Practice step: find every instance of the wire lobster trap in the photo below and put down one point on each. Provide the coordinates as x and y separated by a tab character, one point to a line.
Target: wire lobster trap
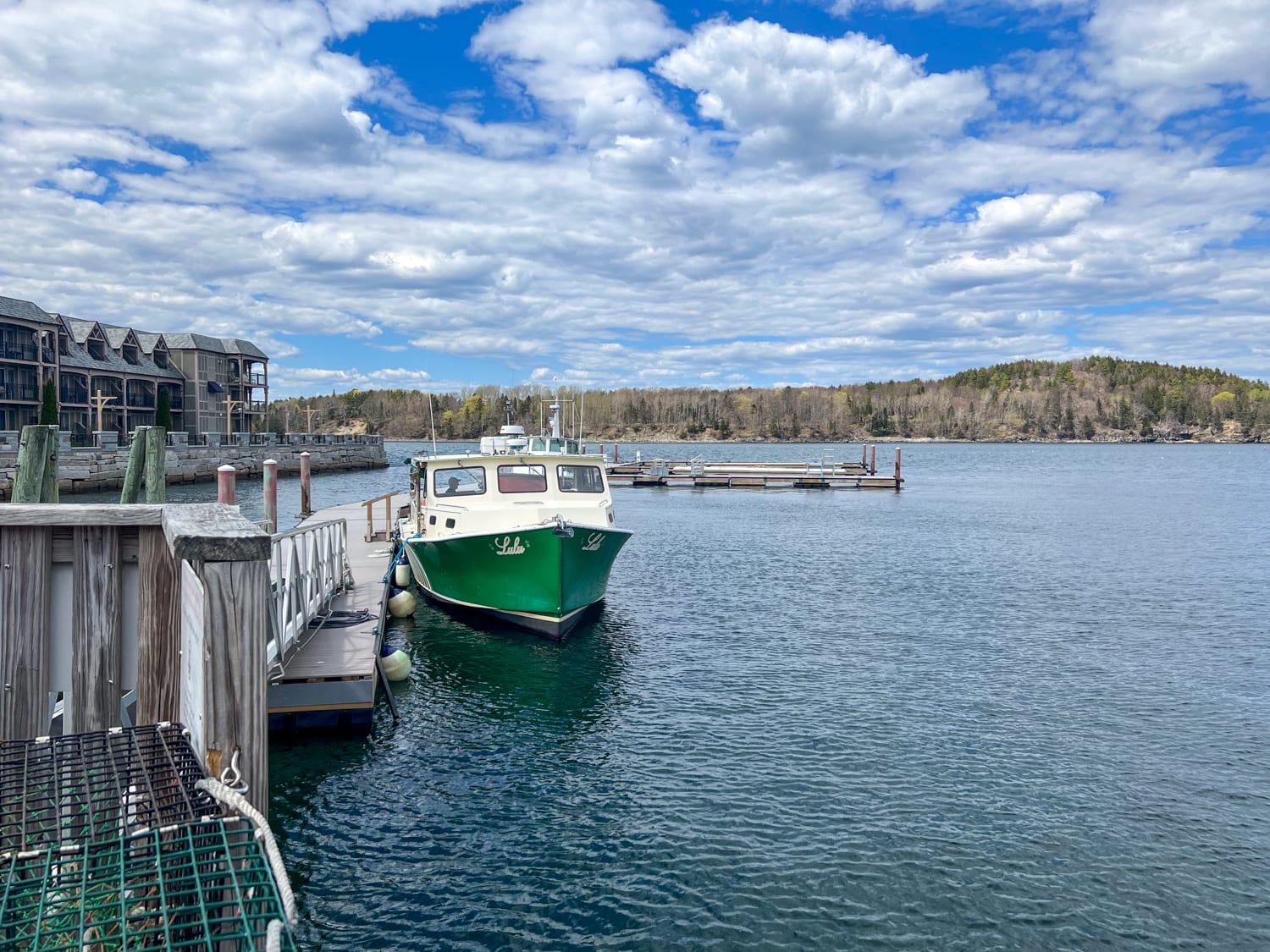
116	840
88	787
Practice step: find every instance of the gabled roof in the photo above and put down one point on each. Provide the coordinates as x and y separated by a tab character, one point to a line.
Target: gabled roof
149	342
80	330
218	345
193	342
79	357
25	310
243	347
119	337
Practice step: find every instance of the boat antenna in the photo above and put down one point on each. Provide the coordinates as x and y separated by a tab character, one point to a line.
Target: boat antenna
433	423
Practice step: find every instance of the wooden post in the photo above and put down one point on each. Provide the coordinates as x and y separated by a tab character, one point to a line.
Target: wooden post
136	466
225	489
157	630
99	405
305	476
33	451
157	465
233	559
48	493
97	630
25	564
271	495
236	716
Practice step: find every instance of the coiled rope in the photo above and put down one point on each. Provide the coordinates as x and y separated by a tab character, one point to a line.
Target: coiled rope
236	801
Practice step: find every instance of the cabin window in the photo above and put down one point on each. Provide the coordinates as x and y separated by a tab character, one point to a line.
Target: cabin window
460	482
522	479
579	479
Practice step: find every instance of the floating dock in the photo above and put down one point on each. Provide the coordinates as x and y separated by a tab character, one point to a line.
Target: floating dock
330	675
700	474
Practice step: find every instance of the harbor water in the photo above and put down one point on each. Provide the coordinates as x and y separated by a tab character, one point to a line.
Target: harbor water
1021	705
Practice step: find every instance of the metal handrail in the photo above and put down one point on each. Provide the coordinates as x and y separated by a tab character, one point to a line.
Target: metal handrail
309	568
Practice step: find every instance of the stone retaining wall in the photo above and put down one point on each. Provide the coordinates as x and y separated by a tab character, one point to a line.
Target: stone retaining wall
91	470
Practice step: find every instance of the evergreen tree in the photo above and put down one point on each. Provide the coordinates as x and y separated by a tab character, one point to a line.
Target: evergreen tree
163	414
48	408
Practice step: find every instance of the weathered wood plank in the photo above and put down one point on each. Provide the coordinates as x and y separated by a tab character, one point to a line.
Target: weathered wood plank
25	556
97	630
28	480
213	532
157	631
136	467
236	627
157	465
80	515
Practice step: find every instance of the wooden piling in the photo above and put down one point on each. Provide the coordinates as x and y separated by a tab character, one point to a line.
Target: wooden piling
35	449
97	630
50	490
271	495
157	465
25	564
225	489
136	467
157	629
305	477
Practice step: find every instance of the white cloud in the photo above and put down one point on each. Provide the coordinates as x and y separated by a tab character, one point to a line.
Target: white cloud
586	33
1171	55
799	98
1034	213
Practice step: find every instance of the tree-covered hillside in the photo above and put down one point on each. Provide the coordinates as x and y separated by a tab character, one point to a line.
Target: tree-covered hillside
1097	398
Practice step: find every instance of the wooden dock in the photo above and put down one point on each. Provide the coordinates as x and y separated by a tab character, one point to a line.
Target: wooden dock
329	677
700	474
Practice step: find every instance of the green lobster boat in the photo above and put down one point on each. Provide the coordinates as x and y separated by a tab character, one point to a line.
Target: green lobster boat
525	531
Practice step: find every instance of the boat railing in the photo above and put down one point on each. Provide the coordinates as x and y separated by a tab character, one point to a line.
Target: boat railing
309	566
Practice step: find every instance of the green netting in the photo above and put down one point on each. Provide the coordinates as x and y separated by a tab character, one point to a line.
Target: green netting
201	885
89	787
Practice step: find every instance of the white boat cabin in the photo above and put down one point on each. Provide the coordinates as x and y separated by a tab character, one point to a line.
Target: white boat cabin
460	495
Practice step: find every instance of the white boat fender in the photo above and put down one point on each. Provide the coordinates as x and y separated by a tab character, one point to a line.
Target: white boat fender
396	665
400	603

#####

REQUIRED WORK
Images are to be omitted; repeat the remaining data above exactly.

RESPONSE AREA
Practice step: find every instance of the wire lobster trap in the photo below and put down one point on each. Provide the coordinates as x and y separated by a tab character, one point to a line.
Target: wire lobster trap
116	840
88	787
Practice step: find every instance of the gabled roof in the photo above and put down one point on each. Provide the coordinates as x and y separated by a tab character, one point to a line.
Target: gabled roof
149	342
80	330
218	345
193	342
79	357
25	310
243	347
119	337
Practice step: find every instance of the boat antenna in the photo above and put down one point on each. Provide the coordinates as x and y separated by a tab character, one point to a line.
Target: boat antenna
433	423
Practice step: find every instance of the wooden post in the photo above and put down one point on each. Provide the coordinates as x and y separated by a tab character, one point to a line.
Target: wooden post
136	466
225	489
157	630
99	405
305	476
33	451
157	465
233	559
48	493
97	630
25	564
271	495
236	716
Practice step: find every instance of the coiled rope in the photo above and put down one point on each. Provide the coordinates as x and y separated by a tab character, one point to a line.
Target: coiled rope
236	801
Practice step: find every instance of the cabin window in the photo above and put down one point on each. Provide the coordinates as x and y separated by a tab character, one point to a line.
Target: cabin window
460	482
522	479
579	479
Practice step: find every instance of the floating dock in the photo above and put down one point on each. Provide the coordinates as x and y separated by a tab character, one point to a line.
Target: floating dock
330	675
700	474
Practice step: find every instance of the harbor water in the photo above and put down one point on each. Provide the coordinates as x and y separated by a tab character, one point to a line.
Target: harbor water
1021	705
Practice step: find every instance of the metal handrail in the photo above and put down one point on each. Provide the coordinates as x and y separated by a tab character, one point to a line.
Target: metal handrail
309	568
Practice step: find every instance of the stone retaining wall in the photo above and put down one point on each. Provide the coordinates as x and y separated by a tab character, one point to a line.
Target: stone retaining wall
91	470
Practice step: find every instance of the evergreen tree in the photo above and put down one point on each. Provide the coordinates as x and y separated by a tab character, one point to a line.
Target: evergreen tree
163	414
48	408
Practice step: find every instance of the weathered wood plank in the photo above and put down one point on each. Provide the coordinates as x and y separated by a tab character, one point to a line.
Target: weathered wood plank
25	556
97	630
28	480
213	532
157	631
136	467
236	627
157	465
80	515
Practice step: find every instance of the wooden piling in the photo above and put down one point on each. Provide the coordinates as x and y separated by a tab character, one point to a line.
Target: wooden piling
35	449
97	630
50	490
271	495
157	465
25	564
225	489
136	467
157	629
305	477
Practice step: find every instance of the white cloud in the photo above and put down one point on each. Provide the coordinates as x and y separated by a tab character, one point to a line.
Target: white cloud
586	33
1171	55
799	98
1034	213
Practice step: find every instance of the tree-covered hillside in the photo above and put down one point on each. Provide the coordinates as x and y separated by a tab character, one point to a line.
Target: tree-covered hillside
1097	398
Practice step: find every instance of the wooden dock in the photo above and put down one point on each. Provide the coordinates as x and y separated by a tab character, one point to a line.
Target: wooden dock
329	677
700	474
Practice step: find every instance of the green lobster boat in the photo above and put down one point on each. Provide the coordinates as x and y separated by a tab character, one point to a line.
Target: green lobster boat
525	531
Practice step: find every instance of the boat railing in the photo above and put down one point on each. Provide the coordinates as x and y separated by a tab character, one point to a line.
Target: boat railing
309	566
Practice step: find every instance of the green netting in the photo above and put down one point on each. Provide the coordinates as x and y separated by a tab character, one point to a line.
Target: green netting
201	885
89	787
Practice step: find every instance of the white boat cabin in the photo above and put down one point on each. Provide the coordinates as x and y separated by a tab character, one point to a line.
Target: white boat cabin
460	495
Practice step: find every instance of the white boat fender in the photo above and put down one point on each. Provide the coordinates as x and y separated by a tab character, one point to a line.
Target: white boat fender
396	665
400	603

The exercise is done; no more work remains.